Microbe-covered plates. Image credit: Andrew Piggott

The project will also provide these new actives, and a library of other unique microbial metabolites, in a ready-to-use format gratis for Australian researchers during the period of the grant.

“Antibiotic resistance is now one of the most serious threats to both human and animal health worldwide,” Dr Andrew Piggott says. He’s an ARC Future Fellow and Senior Lecturer at Macquarie University.

“This project will allow us to identify new and more effective antibiotics already at work in nature that are capable of defeating these deadly superbugs,” he says.

“The project collaborators have a long and successful track record of unlocking the hidden biosynthetic potential of microbes,” Dr Lacey says. “As well as identifying new antibiotics, this grant will enable MST to move faster, stronger and more broadly in the development of a unique global niche in the fine chemical market.”

The project’s total value of $6.9 million includes $3.9 million cash and in-kind contributions from participating universities and industry partners, and will support the industry-led collaborative research for up to three years.

Contact information:

MQ contact: Dr Andrew Piggott andrew.piggott@mq.edu.au, 02 9850 8251

MST contact: Dr Ernest Lacey elacey@microbialscreening.com, 02 9757 4515

UWA contact: Dr Heng Chooi, yitheng.chooi@uwa.edu.au, 08 6488 3041

AVT contact: Stephen Page, swp@advet.com.au

Background information:

The lead company, Microbial Screening Technologies (MST) was founded in 1994 by Dr Ern Lacey and is located in Smithfield, Western Sydney. Our laboratory features state-of-the-art facilities. Our staff have expertise in all aspects of microbiology, chemistry and biology essential to microbial drug discovery.
━━━━━━
**Required action**
Reproduce the part of the text on the antibiotic discovery project, starting with "Microbe-covered plates. Image" and going on through "of the grant.".

**Collected data entries**
━━━━━━
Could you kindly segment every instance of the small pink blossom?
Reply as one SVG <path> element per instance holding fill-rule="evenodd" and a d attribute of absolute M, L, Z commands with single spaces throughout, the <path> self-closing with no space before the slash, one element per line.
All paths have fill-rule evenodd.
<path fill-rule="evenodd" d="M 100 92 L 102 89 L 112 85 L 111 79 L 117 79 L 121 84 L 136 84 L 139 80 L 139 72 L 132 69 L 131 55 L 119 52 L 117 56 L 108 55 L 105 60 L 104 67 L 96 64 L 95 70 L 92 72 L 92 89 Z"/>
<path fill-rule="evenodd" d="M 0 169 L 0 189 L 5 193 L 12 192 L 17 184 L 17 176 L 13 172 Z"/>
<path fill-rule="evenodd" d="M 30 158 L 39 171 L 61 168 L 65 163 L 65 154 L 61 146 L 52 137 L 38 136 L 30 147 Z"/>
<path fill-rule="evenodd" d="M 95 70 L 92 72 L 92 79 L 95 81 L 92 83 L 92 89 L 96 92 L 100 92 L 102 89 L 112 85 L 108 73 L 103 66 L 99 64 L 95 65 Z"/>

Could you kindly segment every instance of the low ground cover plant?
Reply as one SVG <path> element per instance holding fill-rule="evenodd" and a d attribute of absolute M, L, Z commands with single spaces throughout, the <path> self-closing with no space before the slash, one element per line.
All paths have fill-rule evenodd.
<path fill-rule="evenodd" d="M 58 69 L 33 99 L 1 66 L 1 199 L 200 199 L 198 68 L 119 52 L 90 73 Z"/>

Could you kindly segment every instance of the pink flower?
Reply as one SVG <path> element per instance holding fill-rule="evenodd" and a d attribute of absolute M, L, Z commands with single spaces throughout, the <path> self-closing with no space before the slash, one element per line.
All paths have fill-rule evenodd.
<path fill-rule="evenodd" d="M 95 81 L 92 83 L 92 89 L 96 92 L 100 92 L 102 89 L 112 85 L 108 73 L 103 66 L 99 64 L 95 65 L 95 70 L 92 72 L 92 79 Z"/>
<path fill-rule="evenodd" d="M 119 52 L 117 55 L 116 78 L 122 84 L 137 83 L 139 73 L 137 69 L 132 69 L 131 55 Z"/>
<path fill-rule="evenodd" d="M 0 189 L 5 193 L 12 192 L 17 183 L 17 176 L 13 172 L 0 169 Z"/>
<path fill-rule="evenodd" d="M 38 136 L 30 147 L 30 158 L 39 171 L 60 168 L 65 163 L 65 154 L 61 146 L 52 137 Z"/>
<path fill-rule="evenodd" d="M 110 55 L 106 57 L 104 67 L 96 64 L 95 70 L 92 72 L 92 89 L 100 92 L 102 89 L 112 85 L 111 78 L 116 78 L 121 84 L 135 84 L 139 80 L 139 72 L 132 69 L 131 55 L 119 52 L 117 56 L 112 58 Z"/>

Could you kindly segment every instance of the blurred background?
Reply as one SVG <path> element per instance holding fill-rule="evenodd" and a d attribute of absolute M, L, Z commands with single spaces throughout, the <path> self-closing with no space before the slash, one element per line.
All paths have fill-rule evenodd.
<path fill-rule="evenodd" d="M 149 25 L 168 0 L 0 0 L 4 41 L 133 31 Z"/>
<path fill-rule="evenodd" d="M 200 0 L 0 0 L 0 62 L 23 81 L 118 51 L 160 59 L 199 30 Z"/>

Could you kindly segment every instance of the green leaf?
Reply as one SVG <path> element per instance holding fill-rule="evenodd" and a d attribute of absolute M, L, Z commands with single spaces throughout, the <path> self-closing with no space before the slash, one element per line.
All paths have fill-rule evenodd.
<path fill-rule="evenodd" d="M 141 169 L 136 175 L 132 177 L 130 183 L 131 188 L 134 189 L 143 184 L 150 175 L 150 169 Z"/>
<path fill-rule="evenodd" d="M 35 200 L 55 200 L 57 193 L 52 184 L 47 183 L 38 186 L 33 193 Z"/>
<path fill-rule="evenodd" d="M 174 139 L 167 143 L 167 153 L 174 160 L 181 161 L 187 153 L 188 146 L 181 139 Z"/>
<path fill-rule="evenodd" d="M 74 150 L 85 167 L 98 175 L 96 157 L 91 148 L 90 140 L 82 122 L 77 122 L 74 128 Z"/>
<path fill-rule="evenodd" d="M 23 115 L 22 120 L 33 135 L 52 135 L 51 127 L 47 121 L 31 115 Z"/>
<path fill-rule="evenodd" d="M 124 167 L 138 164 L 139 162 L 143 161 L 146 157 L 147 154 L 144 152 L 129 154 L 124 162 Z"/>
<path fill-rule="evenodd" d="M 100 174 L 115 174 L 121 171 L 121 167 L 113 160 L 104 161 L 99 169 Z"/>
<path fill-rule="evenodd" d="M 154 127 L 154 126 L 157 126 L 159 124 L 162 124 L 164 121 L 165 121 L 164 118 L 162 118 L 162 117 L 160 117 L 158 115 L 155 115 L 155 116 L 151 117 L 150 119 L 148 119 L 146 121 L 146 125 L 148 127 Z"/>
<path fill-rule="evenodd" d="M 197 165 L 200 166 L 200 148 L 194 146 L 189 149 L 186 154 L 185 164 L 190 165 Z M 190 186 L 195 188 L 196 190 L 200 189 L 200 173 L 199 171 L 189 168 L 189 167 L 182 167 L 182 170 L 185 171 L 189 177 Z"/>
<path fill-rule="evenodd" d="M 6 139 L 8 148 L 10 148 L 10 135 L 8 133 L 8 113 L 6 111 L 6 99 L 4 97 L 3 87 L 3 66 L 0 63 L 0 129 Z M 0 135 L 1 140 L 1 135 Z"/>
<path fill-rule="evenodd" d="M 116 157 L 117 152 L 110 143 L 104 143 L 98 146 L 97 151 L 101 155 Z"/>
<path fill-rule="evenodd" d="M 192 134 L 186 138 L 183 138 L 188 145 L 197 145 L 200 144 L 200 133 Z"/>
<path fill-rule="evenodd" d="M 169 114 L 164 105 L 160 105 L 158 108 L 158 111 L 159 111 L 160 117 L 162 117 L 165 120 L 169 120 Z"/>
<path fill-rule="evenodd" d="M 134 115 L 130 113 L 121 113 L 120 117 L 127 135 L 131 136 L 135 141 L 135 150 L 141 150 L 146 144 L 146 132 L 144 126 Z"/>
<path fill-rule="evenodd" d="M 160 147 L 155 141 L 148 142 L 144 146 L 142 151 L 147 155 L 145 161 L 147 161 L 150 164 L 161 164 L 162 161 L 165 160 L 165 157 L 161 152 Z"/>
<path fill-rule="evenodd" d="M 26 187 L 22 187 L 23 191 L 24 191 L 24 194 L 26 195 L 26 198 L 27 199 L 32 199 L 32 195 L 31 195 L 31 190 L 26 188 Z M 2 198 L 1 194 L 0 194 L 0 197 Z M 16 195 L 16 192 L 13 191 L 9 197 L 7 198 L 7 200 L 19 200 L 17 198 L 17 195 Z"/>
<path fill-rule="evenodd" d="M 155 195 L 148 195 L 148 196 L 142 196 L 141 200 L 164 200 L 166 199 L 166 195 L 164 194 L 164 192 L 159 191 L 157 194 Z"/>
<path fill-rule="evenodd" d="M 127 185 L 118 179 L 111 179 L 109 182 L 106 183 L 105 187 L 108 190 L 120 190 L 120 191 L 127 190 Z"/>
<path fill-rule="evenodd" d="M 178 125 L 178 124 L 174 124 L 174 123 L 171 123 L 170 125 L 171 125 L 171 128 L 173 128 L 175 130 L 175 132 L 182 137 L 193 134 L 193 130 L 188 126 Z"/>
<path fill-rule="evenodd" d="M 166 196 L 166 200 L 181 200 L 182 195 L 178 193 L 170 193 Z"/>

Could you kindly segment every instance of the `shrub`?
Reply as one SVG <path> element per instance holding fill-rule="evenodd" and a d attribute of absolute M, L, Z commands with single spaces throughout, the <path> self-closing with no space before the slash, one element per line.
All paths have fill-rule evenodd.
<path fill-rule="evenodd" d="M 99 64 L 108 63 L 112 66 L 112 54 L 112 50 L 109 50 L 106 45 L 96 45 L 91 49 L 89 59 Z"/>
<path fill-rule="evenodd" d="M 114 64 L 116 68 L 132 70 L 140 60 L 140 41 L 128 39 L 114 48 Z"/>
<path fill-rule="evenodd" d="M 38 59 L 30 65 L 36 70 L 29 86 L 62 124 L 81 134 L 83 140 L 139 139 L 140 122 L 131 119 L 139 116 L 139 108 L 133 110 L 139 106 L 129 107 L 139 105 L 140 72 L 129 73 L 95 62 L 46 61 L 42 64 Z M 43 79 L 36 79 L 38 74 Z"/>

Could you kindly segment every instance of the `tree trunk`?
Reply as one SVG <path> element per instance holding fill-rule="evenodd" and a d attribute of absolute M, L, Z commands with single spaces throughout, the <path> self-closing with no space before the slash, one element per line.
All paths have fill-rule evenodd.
━━━━━━
**Your solution**
Microbe-covered plates. Image credit: Andrew Piggott

The project will also provide these new actives, and a library of other unique microbial metabolites, in a ready-to-use format gratis for Australian researchers during the period of the grant.